TASK DETAILS. Repeat exactly the lines from the line containing "Annotate the white" through the last line of the records below, inclusive, and nothing else.

[Position annotation records]

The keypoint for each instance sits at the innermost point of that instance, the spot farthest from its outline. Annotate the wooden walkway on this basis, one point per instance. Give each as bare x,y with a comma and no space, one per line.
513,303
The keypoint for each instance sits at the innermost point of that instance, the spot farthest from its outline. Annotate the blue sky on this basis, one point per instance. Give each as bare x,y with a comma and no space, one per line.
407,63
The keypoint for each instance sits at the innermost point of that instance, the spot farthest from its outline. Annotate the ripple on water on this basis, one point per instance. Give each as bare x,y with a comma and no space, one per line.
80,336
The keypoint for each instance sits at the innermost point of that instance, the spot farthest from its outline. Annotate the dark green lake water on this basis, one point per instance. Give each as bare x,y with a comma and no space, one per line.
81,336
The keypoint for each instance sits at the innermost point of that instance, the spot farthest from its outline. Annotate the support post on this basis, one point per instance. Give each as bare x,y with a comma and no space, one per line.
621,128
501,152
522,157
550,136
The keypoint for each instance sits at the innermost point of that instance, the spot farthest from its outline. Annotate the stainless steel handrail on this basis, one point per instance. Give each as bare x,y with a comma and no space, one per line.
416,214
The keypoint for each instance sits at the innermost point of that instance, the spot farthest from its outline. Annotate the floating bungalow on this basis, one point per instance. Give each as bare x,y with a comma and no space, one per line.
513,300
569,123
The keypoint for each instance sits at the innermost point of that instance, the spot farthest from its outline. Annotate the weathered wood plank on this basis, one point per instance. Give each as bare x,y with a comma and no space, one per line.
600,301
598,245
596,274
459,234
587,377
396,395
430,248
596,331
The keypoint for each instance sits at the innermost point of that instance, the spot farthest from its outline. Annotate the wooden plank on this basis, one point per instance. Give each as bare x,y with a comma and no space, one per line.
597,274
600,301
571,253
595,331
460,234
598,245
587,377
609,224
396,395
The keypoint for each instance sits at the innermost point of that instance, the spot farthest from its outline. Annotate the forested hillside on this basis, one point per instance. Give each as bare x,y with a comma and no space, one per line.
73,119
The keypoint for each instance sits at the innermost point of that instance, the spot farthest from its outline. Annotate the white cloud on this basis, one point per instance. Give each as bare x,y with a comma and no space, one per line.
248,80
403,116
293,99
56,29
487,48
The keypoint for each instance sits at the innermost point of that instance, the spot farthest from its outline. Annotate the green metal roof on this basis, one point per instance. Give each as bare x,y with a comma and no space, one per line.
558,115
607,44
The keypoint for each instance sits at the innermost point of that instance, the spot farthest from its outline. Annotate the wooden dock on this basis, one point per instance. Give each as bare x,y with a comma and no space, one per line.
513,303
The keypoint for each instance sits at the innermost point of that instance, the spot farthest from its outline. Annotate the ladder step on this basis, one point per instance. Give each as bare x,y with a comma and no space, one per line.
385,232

TASK SOLUTION.
The keypoint for each instance sits at the innermost point of that instance, the spot farthest from its outline. Annotate the white cloud on this basis, one point per instance. Give each as bare x,y with a comma and no space, one per line.
248,80
403,116
293,99
56,29
487,48
The keypoint for each instance sits at the innermost point of that instance, the spot farthest from its outline. Annotate the green metal roof on this basis, one point per instance. Give each as bare x,y with a comma and no space, one per line.
558,115
607,44
The keypoint for each instance sits at the innermost point of that instance, the spot farthest from its outline. Annotate the wooden dock on this basis, one point per instance. Give each as bare x,y with a comma and no space, one per line.
513,303
The keypoint for each instance sits at the innermost point of that instance, the spot farthest from its outline. Annotate the ladder step on this basis, one point per instance. Give each as bare x,y with a comma and no space, one per line.
385,232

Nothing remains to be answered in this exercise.